Input for this task

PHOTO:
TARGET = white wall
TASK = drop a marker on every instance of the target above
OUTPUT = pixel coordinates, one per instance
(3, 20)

Aim of the task
Copy out the records above line for line, changing nothing.

Exercise answer
PHOTO:
TARGET = white wall
TASK = drop a marker on every instance of the target above
OUTPUT = pixel coordinates, one per instance
(3, 20)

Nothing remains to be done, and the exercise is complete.